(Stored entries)
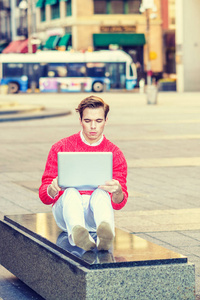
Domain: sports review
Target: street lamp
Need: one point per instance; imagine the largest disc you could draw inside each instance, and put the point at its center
(145, 6)
(26, 5)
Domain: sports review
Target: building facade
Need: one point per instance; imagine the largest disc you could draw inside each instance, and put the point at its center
(102, 24)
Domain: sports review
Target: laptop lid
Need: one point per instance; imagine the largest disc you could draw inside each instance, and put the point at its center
(84, 170)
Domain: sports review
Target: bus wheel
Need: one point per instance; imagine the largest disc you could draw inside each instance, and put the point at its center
(13, 88)
(97, 86)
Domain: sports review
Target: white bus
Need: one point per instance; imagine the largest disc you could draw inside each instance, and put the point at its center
(68, 71)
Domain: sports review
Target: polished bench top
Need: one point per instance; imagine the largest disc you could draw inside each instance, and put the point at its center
(127, 250)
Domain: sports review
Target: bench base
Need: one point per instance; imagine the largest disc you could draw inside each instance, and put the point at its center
(55, 273)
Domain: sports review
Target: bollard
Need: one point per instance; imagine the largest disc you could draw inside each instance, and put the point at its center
(58, 87)
(82, 87)
(104, 87)
(151, 92)
(33, 86)
(142, 85)
(4, 89)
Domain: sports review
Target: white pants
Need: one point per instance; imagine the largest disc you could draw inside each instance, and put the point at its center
(89, 211)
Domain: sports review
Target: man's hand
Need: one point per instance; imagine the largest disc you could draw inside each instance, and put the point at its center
(115, 188)
(53, 188)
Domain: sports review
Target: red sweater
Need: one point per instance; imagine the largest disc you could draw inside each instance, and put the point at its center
(75, 144)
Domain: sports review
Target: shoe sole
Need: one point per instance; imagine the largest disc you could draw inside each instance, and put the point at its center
(105, 235)
(81, 238)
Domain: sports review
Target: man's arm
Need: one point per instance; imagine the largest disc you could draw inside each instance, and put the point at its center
(114, 187)
(53, 189)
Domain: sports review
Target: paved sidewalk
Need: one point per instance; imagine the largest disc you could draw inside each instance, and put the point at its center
(162, 146)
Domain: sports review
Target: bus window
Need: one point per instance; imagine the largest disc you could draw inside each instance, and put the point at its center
(131, 71)
(13, 70)
(57, 70)
(76, 70)
(117, 73)
(96, 69)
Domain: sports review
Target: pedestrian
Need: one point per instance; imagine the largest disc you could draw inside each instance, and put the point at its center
(80, 212)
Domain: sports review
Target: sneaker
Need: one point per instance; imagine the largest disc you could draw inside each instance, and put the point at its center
(104, 236)
(82, 238)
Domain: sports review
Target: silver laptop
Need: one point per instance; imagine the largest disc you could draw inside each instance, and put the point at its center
(84, 170)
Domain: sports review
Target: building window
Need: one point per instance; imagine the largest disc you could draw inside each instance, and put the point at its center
(68, 8)
(117, 6)
(43, 14)
(133, 6)
(100, 7)
(55, 11)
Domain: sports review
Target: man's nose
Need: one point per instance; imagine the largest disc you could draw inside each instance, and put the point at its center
(93, 124)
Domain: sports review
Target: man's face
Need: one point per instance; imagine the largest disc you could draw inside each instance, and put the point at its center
(93, 123)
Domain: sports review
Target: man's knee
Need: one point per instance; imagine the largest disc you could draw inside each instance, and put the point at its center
(70, 194)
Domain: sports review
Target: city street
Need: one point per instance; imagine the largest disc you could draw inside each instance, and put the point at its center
(161, 144)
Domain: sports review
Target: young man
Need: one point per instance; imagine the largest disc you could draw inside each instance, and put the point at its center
(81, 212)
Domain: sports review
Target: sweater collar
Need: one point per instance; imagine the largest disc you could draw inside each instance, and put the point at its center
(92, 145)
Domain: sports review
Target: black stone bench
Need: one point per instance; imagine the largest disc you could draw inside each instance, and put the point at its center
(34, 249)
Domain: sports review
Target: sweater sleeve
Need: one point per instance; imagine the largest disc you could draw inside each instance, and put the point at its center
(50, 172)
(120, 174)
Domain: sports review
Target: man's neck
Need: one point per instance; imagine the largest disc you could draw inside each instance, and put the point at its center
(96, 143)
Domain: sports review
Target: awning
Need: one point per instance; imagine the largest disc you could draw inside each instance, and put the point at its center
(51, 42)
(12, 47)
(20, 46)
(50, 2)
(3, 46)
(23, 47)
(64, 40)
(122, 39)
(40, 3)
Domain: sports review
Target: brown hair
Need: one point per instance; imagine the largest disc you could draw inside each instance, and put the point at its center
(92, 102)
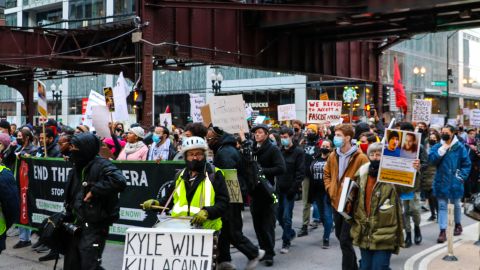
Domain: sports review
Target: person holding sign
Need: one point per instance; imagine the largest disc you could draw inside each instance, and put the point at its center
(453, 168)
(199, 192)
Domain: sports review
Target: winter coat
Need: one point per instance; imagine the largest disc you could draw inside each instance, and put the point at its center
(290, 181)
(383, 229)
(9, 201)
(453, 169)
(333, 185)
(226, 156)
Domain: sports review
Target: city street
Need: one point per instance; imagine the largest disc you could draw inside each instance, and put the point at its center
(306, 252)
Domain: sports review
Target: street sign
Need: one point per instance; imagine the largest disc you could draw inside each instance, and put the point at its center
(439, 83)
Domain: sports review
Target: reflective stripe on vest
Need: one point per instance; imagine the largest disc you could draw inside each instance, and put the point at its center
(3, 222)
(204, 196)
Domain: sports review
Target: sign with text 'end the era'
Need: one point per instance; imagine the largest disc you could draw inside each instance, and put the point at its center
(326, 112)
(162, 248)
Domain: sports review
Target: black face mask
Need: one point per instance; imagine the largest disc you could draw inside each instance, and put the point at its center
(196, 165)
(373, 169)
(445, 137)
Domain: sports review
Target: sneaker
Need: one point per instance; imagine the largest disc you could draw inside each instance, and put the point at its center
(326, 244)
(226, 266)
(22, 244)
(285, 248)
(253, 262)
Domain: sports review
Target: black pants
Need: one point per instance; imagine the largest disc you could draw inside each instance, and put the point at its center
(232, 233)
(86, 248)
(263, 215)
(342, 232)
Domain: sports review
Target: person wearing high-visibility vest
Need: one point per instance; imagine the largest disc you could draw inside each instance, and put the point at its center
(9, 201)
(200, 190)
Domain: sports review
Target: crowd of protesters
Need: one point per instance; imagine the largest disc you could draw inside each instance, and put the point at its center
(308, 161)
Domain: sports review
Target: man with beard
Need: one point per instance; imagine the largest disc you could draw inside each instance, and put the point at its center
(91, 202)
(226, 156)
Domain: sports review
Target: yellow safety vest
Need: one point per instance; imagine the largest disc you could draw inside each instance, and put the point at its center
(204, 196)
(3, 222)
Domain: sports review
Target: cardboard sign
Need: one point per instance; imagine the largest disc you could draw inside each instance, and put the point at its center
(401, 149)
(206, 115)
(108, 93)
(422, 111)
(475, 117)
(228, 113)
(166, 120)
(324, 112)
(233, 186)
(168, 248)
(286, 112)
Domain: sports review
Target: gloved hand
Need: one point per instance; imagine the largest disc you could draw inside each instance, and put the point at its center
(147, 205)
(199, 218)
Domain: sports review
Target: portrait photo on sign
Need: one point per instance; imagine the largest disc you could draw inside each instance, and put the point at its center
(393, 143)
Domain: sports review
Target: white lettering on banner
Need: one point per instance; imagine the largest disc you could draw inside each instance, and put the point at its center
(134, 179)
(324, 112)
(157, 248)
(49, 205)
(132, 214)
(422, 111)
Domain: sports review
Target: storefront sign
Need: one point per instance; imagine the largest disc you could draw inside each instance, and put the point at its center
(286, 112)
(228, 112)
(422, 111)
(326, 112)
(401, 149)
(475, 117)
(168, 248)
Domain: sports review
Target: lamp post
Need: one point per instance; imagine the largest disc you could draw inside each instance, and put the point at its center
(217, 79)
(57, 95)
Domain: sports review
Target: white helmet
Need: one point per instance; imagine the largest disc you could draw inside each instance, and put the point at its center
(194, 142)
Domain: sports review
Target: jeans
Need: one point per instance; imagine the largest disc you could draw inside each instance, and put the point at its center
(342, 231)
(326, 213)
(24, 234)
(284, 217)
(375, 259)
(443, 212)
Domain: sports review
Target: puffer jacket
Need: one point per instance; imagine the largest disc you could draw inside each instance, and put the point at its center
(383, 229)
(453, 170)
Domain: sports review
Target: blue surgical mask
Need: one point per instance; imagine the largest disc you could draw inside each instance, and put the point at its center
(285, 142)
(338, 141)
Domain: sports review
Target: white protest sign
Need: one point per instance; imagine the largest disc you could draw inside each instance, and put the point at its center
(196, 103)
(324, 112)
(162, 248)
(286, 112)
(94, 99)
(100, 119)
(422, 111)
(475, 117)
(166, 120)
(228, 113)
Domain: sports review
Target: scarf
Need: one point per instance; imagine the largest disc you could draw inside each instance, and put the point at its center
(133, 147)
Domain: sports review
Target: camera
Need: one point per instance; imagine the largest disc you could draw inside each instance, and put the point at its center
(71, 228)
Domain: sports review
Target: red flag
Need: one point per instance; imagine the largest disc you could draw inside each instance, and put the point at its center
(400, 97)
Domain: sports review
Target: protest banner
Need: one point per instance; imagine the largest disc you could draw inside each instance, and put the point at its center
(167, 248)
(401, 149)
(166, 120)
(43, 182)
(286, 112)
(228, 113)
(196, 103)
(422, 111)
(475, 117)
(100, 120)
(326, 112)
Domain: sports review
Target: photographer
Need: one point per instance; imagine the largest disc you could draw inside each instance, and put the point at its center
(91, 202)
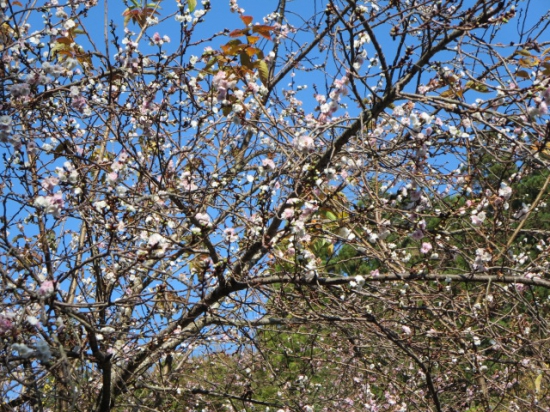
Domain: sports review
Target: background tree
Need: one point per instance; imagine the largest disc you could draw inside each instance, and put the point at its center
(344, 209)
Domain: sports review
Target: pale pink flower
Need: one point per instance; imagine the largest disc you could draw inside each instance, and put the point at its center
(47, 289)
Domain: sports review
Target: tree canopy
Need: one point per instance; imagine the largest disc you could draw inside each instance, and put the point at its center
(338, 205)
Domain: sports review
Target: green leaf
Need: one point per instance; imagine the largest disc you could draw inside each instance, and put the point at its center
(263, 71)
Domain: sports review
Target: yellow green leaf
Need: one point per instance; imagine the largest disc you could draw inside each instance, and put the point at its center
(263, 71)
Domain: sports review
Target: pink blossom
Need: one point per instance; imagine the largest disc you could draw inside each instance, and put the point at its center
(417, 234)
(204, 219)
(49, 183)
(268, 163)
(5, 325)
(229, 235)
(304, 143)
(288, 213)
(47, 289)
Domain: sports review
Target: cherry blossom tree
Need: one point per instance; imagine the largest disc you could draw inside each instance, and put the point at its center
(338, 206)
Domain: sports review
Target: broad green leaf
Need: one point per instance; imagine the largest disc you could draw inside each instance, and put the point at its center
(263, 71)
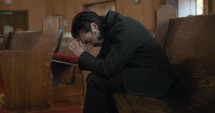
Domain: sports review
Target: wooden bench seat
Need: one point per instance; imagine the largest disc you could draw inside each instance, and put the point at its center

- Directions: State how many lines of the records contain the word "face". Reply with the number alone.

- Answer to this task: 2